» **Task instructions**:
Exactly reproduce the lines from the line that has "Run detection for gray" down to the last line of the entries, inclusive.

» **Exercise material**:
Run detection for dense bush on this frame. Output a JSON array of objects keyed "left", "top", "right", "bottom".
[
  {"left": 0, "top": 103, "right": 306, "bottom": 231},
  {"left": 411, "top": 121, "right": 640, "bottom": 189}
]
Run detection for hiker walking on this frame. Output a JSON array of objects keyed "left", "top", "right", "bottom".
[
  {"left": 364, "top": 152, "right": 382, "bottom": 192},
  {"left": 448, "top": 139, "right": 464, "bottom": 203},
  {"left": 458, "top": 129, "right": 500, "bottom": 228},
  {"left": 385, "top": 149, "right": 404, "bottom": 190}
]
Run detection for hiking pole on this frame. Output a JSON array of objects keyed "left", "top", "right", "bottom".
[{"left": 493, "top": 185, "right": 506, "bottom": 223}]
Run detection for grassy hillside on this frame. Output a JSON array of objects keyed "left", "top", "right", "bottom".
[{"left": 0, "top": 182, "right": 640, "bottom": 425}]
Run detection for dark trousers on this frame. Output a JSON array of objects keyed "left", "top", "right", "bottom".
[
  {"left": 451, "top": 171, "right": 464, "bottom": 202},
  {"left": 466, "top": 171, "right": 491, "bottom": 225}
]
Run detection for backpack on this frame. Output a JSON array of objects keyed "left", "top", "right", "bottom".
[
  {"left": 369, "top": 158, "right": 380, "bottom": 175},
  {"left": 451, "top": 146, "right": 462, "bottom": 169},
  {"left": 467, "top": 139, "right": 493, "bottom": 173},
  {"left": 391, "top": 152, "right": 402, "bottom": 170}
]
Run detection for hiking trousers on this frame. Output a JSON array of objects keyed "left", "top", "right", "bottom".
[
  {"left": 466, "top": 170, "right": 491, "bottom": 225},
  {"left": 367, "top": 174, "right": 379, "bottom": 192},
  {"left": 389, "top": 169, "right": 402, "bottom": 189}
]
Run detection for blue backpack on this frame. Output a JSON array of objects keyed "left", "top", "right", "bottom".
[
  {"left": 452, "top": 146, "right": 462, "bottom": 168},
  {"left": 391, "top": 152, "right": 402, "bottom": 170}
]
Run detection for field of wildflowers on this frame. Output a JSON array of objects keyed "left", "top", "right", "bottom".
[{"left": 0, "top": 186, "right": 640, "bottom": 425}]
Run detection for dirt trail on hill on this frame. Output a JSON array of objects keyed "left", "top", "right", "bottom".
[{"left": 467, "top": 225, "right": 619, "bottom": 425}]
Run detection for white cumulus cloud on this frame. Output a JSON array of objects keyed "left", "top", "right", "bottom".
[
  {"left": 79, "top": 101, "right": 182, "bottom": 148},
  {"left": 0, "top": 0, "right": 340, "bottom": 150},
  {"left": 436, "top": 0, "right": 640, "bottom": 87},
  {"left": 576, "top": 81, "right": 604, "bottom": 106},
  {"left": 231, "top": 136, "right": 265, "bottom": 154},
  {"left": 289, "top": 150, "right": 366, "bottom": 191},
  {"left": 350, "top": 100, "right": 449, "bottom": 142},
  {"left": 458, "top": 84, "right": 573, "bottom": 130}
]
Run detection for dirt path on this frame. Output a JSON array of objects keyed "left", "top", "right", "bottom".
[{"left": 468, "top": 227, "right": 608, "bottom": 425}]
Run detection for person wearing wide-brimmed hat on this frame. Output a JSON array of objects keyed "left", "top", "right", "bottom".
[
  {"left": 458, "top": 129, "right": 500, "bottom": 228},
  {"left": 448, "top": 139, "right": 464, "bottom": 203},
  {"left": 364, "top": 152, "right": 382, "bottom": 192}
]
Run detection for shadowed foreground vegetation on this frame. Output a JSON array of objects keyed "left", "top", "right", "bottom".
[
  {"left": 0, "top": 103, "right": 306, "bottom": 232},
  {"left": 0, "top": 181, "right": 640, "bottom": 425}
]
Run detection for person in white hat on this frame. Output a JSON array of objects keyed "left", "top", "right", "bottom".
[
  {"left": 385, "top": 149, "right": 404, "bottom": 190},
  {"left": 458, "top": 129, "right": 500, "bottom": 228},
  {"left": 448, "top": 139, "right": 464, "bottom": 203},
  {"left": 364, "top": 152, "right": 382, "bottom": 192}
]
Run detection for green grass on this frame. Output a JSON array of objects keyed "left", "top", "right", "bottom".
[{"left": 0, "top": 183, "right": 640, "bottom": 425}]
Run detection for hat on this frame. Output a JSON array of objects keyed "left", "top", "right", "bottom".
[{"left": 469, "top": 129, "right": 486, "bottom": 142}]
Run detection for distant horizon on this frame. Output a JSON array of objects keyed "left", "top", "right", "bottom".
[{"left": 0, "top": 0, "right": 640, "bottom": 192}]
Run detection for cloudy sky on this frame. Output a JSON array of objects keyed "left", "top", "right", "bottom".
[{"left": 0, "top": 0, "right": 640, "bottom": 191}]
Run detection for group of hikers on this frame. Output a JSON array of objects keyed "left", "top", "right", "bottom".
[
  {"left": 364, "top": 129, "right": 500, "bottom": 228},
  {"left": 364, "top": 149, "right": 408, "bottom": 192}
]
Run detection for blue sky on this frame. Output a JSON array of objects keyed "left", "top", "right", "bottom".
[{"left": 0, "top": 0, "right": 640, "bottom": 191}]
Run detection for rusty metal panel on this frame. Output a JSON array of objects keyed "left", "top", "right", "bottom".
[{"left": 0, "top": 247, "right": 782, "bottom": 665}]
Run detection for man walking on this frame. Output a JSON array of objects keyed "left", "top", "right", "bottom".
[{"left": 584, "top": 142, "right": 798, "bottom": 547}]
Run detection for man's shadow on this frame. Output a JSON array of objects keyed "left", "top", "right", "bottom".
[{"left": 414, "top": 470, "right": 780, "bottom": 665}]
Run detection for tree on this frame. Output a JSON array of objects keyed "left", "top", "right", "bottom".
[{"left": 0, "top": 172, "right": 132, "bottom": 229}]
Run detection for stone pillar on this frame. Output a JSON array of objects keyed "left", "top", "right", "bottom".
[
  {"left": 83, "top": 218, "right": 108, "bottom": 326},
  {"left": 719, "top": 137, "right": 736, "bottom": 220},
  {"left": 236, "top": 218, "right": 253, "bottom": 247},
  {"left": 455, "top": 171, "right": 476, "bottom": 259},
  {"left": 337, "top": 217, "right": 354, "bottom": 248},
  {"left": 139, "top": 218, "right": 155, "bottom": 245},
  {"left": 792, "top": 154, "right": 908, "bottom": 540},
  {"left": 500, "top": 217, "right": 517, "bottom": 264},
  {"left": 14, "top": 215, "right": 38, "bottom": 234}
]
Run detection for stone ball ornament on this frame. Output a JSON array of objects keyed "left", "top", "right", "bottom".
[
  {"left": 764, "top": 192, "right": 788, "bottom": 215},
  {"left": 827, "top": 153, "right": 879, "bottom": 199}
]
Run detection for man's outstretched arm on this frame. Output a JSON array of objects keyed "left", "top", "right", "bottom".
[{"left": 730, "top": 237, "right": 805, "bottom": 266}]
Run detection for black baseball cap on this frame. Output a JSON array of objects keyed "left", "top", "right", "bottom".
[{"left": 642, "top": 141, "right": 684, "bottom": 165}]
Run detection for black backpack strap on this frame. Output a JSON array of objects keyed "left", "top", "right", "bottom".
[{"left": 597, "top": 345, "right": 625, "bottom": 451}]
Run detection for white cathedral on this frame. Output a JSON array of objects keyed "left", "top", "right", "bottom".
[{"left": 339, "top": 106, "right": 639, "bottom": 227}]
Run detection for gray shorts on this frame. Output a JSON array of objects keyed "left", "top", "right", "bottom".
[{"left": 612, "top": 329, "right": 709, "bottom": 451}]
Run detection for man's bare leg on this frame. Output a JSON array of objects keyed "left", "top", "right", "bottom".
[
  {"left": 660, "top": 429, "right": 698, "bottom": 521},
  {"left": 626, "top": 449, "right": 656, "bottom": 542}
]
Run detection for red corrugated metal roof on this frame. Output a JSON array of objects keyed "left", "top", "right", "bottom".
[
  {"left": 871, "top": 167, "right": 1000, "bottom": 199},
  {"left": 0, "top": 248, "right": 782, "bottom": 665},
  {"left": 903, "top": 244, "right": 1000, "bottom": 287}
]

» **Exercise answer**:
Run detection for gray shorts on this frame. Output a JSON array of objects keyed "left", "top", "right", "bottom".
[{"left": 612, "top": 329, "right": 709, "bottom": 451}]
Run detection for man's bare leg on this frame. Output a JSON array of objects keyed "left", "top", "right", "bottom".
[
  {"left": 660, "top": 429, "right": 698, "bottom": 521},
  {"left": 626, "top": 449, "right": 656, "bottom": 542}
]
Run detection for red corrugated metal roof on this frame. Output a JSON array of objects keyed "left", "top", "right", "bottom".
[
  {"left": 871, "top": 167, "right": 1000, "bottom": 199},
  {"left": 0, "top": 248, "right": 782, "bottom": 665},
  {"left": 903, "top": 244, "right": 1000, "bottom": 287}
]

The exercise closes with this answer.